• _Document section_
In this week’s development blog (it’s been a loooong week), we talk about paradoxes and why they suck!
Merriam-Webster defines a paradox as: an argument that apparently derives self-contradictory conclusions by valid deduction from acceptable premises.
Comic has been provided through the courtesy of the very talented Zach from SMBC whom we love <3
For instance, if I made the proclamation that:
“This sentence is false.”
then you might find yourself caught in an interesting logical loop…
‘This sentence is false’, is false which:
Which leads me to this week’s conclusion: Why computers and paradoxes don’t mix.
provided courtesy SMBC
Computers are amazing at computing (amazingly enough). One of their largest strengths is the ability to answer questions over and over and over… as many times as you ask them to.
Loops are amazing! Without them, video games (and the world!!) would be much different. But you just don’t want to have them loop forever (unless that is something you intentionally plan for). Actually programs crash, hang, lag, and do all manner of bad things if you don’t keep ‘paradoxes’ (and similar ‘infinite questions with no correct answer’) in mind while programming.
While programming, paradoxes (or better put: multi-threading race conditions, infinite loops/unintentional spinning, etc.) can and are intentionally avoided at (nearly) all times, especially while making loops. Programmers take a great amount of effort to go out of their way to over-plan for possible paradoxes and infinite loops…
Sidenote for programmers:
While this does work…
while( i != 0 ){ i -= 1; }
It is not nearly as good as…
while( i > 0 ){ i -= 1; }
This is because, if for any number of reasons (by another programmers hands, the hardware, or by magic itself), if “i” skips past 0, the loop will never end, and unless you have a means of dealing with that, that’s not a good thing. In 99.999% of cases this is generally impossible for such a problem to occur, and the countdown WILL be sequential, but you eventually will find that .001% oddball right when you least expect it (especially when working on a team and someone ‘helps’ by i–’ing something inside the loop to solve some other issue). And better still, the second way is just as readable (arguably moreso) and as functional as the former… so there is literally no good reason not to write it that way…
The programmers of the world can mostly agree on this (through necessity), so this is usually not a problem, and usually goes unsaid.

• _Given data_

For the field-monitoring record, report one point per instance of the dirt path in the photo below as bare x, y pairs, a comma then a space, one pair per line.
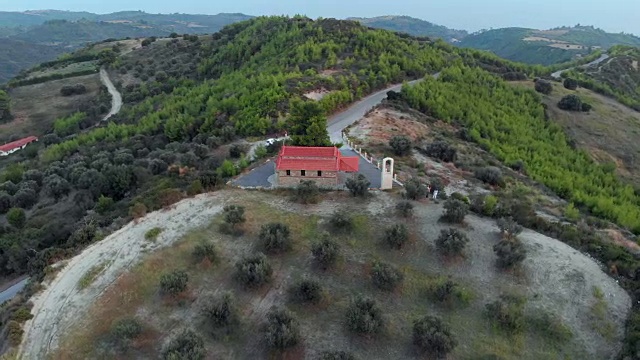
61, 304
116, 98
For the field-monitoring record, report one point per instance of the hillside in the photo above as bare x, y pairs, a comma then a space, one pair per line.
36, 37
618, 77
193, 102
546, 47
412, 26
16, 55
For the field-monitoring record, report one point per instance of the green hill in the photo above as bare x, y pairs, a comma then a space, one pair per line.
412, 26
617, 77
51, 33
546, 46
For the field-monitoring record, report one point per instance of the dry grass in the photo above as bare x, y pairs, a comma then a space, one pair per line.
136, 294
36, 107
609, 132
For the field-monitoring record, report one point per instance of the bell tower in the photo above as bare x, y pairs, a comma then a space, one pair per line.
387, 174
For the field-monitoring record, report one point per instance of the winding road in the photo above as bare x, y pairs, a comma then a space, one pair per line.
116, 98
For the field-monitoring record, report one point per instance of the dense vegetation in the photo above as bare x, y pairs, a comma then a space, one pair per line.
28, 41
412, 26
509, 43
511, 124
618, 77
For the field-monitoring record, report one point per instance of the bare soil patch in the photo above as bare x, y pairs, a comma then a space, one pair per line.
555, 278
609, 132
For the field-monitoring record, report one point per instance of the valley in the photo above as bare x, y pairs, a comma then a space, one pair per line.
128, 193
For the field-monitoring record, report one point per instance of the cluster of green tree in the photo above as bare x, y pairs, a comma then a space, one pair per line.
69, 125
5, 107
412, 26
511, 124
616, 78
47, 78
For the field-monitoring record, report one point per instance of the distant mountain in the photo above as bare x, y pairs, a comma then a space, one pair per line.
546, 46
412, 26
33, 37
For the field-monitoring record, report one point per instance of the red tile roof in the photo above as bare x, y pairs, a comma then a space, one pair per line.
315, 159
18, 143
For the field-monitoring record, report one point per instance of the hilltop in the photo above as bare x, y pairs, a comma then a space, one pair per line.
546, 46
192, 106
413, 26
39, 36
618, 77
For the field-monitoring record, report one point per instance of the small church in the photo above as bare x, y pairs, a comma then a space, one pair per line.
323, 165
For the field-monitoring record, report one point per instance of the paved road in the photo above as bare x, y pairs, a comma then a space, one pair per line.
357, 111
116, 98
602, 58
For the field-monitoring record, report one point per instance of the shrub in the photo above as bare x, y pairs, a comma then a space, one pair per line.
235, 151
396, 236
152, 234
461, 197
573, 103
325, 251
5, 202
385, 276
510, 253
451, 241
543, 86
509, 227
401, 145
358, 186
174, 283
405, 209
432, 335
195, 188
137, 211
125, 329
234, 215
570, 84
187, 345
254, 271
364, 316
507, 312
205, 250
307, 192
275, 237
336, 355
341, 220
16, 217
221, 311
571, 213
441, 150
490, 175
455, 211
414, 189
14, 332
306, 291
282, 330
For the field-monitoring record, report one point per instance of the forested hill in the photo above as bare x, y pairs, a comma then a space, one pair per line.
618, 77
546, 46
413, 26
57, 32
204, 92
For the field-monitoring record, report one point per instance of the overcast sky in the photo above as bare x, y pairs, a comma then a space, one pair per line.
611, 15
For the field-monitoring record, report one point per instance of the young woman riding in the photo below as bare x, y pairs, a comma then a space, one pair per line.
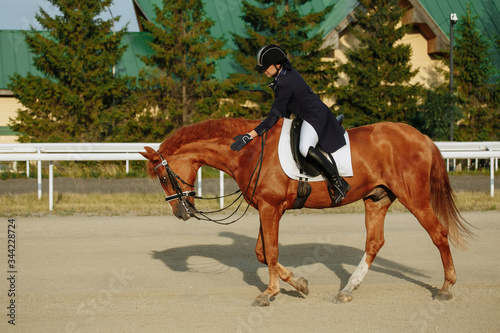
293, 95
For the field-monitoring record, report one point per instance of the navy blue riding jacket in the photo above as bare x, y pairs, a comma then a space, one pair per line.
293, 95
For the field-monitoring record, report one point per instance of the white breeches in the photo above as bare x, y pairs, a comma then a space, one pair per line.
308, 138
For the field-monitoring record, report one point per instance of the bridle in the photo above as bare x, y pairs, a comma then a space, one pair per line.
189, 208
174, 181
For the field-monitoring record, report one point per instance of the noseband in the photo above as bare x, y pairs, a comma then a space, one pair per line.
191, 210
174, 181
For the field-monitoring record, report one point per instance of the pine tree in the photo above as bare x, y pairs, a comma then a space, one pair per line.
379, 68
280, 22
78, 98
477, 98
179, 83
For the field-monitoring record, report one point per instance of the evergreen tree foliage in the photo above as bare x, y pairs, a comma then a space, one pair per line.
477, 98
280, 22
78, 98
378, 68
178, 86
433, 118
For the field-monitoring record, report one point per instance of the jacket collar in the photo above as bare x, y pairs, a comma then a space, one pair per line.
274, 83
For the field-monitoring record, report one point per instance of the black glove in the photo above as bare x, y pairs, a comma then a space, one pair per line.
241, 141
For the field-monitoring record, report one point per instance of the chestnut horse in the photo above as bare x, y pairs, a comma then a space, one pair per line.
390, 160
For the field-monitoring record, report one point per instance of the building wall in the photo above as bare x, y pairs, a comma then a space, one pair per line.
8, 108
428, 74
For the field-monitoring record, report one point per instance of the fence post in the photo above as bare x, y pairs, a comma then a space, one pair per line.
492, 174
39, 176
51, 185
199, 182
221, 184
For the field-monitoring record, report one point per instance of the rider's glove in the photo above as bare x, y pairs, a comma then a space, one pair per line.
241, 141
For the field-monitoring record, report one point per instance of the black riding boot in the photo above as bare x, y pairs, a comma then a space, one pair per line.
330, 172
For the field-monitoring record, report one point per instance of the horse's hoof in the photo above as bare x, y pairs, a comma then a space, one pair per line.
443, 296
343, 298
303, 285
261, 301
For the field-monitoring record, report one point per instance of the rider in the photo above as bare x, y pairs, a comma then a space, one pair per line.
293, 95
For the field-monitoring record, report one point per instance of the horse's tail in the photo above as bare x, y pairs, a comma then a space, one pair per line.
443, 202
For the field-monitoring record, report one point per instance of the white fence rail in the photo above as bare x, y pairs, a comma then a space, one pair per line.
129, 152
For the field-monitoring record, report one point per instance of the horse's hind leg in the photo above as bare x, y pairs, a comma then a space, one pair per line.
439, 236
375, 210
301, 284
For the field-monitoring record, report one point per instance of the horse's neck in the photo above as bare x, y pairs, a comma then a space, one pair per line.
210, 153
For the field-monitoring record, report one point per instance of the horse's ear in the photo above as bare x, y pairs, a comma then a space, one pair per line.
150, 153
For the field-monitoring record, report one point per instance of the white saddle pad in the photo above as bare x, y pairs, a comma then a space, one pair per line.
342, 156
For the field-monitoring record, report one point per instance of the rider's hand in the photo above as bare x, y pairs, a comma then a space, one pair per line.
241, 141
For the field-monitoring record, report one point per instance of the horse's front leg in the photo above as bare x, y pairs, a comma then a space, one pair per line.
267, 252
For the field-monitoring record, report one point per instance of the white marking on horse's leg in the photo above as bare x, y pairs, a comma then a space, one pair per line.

• _Instructions_
a) Whose definition of a paradox does the blog post quote?
b) List every cause the blog post gives for how "i" might skip past 0 in the loop.
c) Copy the blog post word for word, starting at "In this week’s" and ending at "paradoxes don’t mix.".

• _Solutions below_
a) Merriam-Webster's.

b)
- Another programmer's hands
- The hardware
- Magic itself

c)
In this week’s development blog (it’s been a loooong week), we talk about paradoxes and why they suck!
Merriam-Webster defines a paradox as: an argument that apparently derives self-contradictory conclusions by valid deduction from acceptable premises.
Comic has been provided through the courtesy of the very talented Zach from SMBC whom we love <3
For instance, if I made the proclamation that:
“This sentence is false.”
then you might find yourself caught in an interesting logical loop…
‘This sentence is false’, is false which:
Which leads me to this week’s conclusion: Why computers and paradoxes don’t mix.